Task brief: Retype the entries below word for word, beginning with the line that contains "One point goes on every instance of the large" and ending with the line that contains "x=249 y=123", both of those lines included.

Provided records:

__________________________________________________

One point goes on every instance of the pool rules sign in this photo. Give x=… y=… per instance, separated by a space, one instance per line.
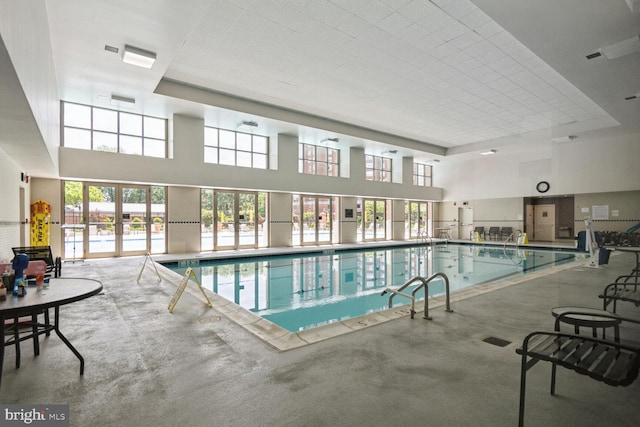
x=189 y=274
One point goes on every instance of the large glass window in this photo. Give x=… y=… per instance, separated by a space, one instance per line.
x=377 y=168
x=317 y=160
x=226 y=147
x=421 y=175
x=99 y=129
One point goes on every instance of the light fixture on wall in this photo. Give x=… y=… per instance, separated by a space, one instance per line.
x=139 y=57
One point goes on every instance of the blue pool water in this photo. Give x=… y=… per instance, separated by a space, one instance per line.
x=305 y=291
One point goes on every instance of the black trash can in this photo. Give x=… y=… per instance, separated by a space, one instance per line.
x=582 y=241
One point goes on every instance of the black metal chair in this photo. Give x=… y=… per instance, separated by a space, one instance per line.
x=505 y=232
x=612 y=362
x=494 y=232
x=480 y=231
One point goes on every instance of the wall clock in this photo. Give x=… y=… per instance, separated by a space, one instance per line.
x=542 y=187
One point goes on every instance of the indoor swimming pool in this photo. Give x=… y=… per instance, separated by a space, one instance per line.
x=309 y=290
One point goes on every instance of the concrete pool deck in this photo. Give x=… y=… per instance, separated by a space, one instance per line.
x=198 y=366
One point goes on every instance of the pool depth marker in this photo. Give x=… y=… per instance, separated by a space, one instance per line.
x=189 y=274
x=148 y=258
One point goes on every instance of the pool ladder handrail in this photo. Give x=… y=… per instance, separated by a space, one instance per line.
x=516 y=241
x=512 y=237
x=424 y=284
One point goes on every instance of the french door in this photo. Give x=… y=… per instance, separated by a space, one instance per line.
x=374 y=219
x=313 y=219
x=237 y=220
x=120 y=221
x=418 y=217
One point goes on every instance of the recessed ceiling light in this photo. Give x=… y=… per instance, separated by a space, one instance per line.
x=139 y=57
x=330 y=140
x=564 y=138
x=616 y=50
x=122 y=99
x=249 y=123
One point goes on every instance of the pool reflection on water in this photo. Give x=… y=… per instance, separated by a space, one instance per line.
x=305 y=291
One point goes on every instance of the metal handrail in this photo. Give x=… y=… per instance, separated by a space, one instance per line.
x=424 y=237
x=424 y=284
x=517 y=248
x=511 y=236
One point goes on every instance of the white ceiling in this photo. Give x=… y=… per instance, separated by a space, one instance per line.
x=434 y=78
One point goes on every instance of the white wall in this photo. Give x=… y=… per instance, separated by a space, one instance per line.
x=577 y=167
x=183 y=213
x=10 y=218
x=188 y=168
x=624 y=205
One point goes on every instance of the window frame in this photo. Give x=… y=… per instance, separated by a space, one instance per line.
x=309 y=163
x=224 y=149
x=96 y=131
x=375 y=168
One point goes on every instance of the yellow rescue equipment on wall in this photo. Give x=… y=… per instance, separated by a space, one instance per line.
x=40 y=218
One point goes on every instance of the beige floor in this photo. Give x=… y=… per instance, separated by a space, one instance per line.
x=201 y=366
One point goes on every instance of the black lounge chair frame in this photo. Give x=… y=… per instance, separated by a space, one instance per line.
x=611 y=362
x=41 y=253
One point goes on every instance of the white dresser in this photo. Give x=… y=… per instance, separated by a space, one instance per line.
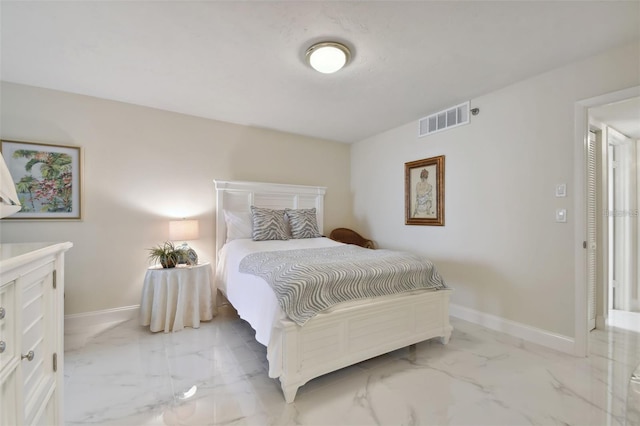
x=31 y=333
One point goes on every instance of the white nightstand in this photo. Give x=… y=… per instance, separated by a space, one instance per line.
x=174 y=298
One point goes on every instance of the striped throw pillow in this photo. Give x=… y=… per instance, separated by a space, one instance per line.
x=303 y=223
x=268 y=224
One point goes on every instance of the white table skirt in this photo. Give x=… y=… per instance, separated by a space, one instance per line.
x=175 y=298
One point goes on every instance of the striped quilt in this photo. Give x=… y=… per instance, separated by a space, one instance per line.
x=308 y=281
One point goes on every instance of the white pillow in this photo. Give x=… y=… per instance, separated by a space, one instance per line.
x=238 y=224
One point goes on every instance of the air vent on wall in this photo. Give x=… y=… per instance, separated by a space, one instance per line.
x=446 y=119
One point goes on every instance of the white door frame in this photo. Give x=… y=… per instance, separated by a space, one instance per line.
x=581 y=131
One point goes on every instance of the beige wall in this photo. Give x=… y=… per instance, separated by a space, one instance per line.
x=500 y=249
x=143 y=167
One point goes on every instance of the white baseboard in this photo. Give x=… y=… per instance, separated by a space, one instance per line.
x=531 y=334
x=95 y=318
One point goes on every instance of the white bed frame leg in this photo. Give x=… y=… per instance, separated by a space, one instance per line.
x=445 y=339
x=289 y=392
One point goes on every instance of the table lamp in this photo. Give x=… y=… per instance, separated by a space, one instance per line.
x=185 y=230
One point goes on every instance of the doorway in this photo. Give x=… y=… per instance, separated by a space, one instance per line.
x=615 y=128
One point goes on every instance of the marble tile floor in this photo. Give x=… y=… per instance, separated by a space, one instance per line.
x=217 y=375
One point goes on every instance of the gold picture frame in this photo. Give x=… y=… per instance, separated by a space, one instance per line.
x=48 y=179
x=424 y=191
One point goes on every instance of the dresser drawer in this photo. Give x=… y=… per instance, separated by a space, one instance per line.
x=10 y=349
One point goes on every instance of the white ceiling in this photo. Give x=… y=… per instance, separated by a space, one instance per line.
x=243 y=61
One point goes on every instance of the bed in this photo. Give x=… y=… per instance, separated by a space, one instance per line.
x=339 y=336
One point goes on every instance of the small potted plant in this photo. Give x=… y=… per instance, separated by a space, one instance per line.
x=167 y=254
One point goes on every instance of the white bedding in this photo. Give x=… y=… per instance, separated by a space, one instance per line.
x=255 y=301
x=251 y=296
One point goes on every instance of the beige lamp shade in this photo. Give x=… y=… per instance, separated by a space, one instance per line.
x=183 y=230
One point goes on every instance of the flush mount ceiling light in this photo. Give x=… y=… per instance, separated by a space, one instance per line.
x=328 y=56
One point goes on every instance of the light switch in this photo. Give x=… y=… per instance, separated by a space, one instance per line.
x=561 y=215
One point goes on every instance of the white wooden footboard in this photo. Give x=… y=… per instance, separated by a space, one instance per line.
x=329 y=342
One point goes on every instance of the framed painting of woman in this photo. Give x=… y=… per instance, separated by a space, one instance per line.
x=424 y=191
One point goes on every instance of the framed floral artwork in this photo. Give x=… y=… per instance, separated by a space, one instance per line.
x=424 y=191
x=47 y=179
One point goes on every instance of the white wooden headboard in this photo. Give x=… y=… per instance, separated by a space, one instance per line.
x=239 y=196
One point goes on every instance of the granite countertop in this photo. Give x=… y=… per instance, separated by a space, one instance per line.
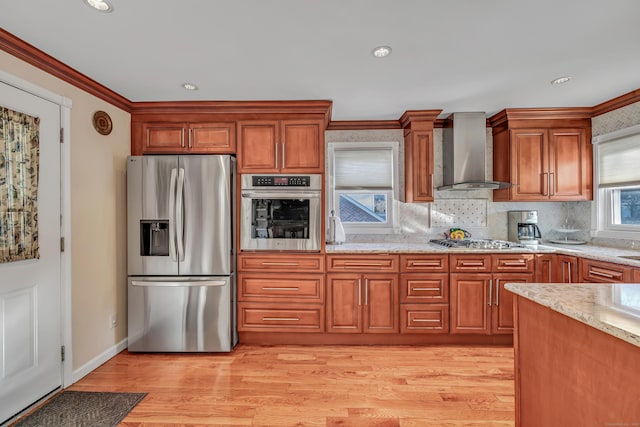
x=611 y=308
x=600 y=253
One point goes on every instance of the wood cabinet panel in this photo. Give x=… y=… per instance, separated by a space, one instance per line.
x=281 y=146
x=424 y=263
x=522 y=263
x=424 y=318
x=281 y=263
x=278 y=318
x=603 y=272
x=424 y=288
x=470 y=309
x=281 y=287
x=568 y=164
x=344 y=303
x=470 y=263
x=353 y=262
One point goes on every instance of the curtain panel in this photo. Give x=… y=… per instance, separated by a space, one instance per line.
x=19 y=167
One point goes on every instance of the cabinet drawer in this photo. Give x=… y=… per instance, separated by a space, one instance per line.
x=362 y=263
x=286 y=263
x=424 y=318
x=429 y=263
x=286 y=288
x=513 y=263
x=280 y=317
x=604 y=272
x=424 y=288
x=470 y=263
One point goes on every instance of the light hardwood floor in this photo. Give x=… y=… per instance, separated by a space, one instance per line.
x=316 y=386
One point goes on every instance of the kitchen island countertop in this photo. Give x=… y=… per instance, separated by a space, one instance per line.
x=610 y=308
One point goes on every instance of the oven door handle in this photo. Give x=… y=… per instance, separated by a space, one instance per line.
x=280 y=195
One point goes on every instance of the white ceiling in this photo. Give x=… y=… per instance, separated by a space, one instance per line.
x=454 y=55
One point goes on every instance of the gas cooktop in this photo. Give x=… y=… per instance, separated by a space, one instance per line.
x=477 y=244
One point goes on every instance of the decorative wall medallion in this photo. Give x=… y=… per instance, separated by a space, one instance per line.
x=102 y=123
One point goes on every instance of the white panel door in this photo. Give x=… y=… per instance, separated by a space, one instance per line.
x=30 y=291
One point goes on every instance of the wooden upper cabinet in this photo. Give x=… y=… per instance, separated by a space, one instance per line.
x=184 y=137
x=418 y=154
x=281 y=146
x=544 y=153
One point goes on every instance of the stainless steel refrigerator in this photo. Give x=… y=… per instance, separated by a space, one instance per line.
x=181 y=253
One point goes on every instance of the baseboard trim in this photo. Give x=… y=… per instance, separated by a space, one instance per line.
x=94 y=363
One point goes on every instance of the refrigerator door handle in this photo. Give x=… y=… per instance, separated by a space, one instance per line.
x=179 y=215
x=148 y=283
x=172 y=215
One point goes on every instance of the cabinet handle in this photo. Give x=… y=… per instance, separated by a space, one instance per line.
x=472 y=264
x=602 y=274
x=366 y=291
x=425 y=264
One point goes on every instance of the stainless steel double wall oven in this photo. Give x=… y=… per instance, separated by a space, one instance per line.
x=281 y=212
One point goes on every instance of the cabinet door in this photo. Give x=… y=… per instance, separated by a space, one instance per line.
x=566 y=269
x=344 y=303
x=257 y=151
x=301 y=146
x=380 y=303
x=529 y=164
x=502 y=304
x=419 y=166
x=164 y=137
x=470 y=309
x=569 y=164
x=212 y=137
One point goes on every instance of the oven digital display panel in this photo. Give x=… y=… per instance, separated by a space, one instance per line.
x=281 y=181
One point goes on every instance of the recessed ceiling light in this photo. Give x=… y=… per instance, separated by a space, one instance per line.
x=381 y=51
x=101 y=5
x=560 y=80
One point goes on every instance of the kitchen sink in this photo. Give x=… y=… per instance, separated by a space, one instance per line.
x=636 y=257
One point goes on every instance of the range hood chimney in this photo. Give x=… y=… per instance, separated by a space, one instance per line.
x=464 y=154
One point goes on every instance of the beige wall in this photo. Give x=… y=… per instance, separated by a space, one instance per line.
x=98 y=215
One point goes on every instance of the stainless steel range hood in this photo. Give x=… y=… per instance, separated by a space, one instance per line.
x=464 y=154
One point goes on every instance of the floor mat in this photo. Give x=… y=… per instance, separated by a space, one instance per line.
x=83 y=409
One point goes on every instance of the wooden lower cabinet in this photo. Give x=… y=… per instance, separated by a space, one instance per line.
x=362 y=303
x=592 y=271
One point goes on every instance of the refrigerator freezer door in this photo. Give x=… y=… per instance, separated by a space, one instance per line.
x=177 y=315
x=205 y=219
x=151 y=215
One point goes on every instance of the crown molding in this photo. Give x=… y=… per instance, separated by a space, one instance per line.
x=34 y=56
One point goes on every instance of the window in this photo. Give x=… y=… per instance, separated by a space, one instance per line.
x=362 y=185
x=618 y=184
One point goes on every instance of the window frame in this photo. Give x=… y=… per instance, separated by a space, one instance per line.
x=391 y=225
x=603 y=213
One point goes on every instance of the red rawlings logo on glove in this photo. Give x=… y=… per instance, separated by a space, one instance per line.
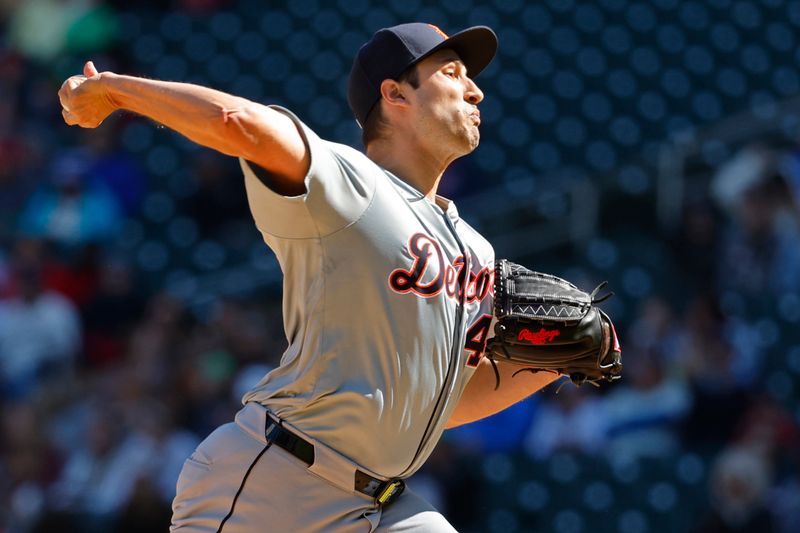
x=543 y=336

__________________________________________________

Correct result:
One point goes on every instance of the large glass window in this photo. Give x=… y=… per instance, separated by a space, one instance per line.
x=377 y=168
x=317 y=160
x=226 y=147
x=421 y=175
x=99 y=129
One point goes on every instance of the light fixture on wall in this photo. Give x=… y=… per instance, separated by a space, one instance per line.
x=139 y=57
One point goes on every instance of the blue pool water in this photo. Give x=… y=… per instance, separated by a space, one instance per line.
x=305 y=291
One point goes on every instance of the black trash can in this photo. Give x=… y=… per instance, separated by a space, one instance per line.
x=582 y=241
One point goes on every instance of the black metal chair in this photo. Give x=… y=… per instance, separated by a space, one instance per line.
x=505 y=232
x=612 y=362
x=494 y=232
x=480 y=231
One point goes on every instance of the wall clock in this photo. Give x=… y=… per instance, separated by a space, one instance per line.
x=542 y=187
One point goes on every instance of the indoor swimming pool in this photo. Give x=… y=… per instance, separated by a space, one instance per line.
x=309 y=290
One point goes on every instance of the concrete pool deck in this photo. Give x=… y=… per instance, separated by a space, one instance per line.
x=198 y=366
One point goes on every instance of the pool depth marker in this photo. Give x=… y=… per instance, separated by a space, one instance per line.
x=189 y=274
x=148 y=258
One point goes on every instance of the pool ladder handrail in this photo. Give x=… y=… per instance, separated by a space, one instance per line.
x=516 y=241
x=512 y=237
x=424 y=284
One point goes on every instance of the french door in this photo. Give x=… y=… per instance, separated by a space, one instance per line.
x=374 y=219
x=313 y=219
x=237 y=220
x=120 y=221
x=418 y=217
One point goes on every instance of the recessed ceiling light in this photo. Give x=… y=… per instance, separated by a space, one instance per line.
x=139 y=57
x=330 y=140
x=564 y=138
x=616 y=50
x=122 y=99
x=249 y=123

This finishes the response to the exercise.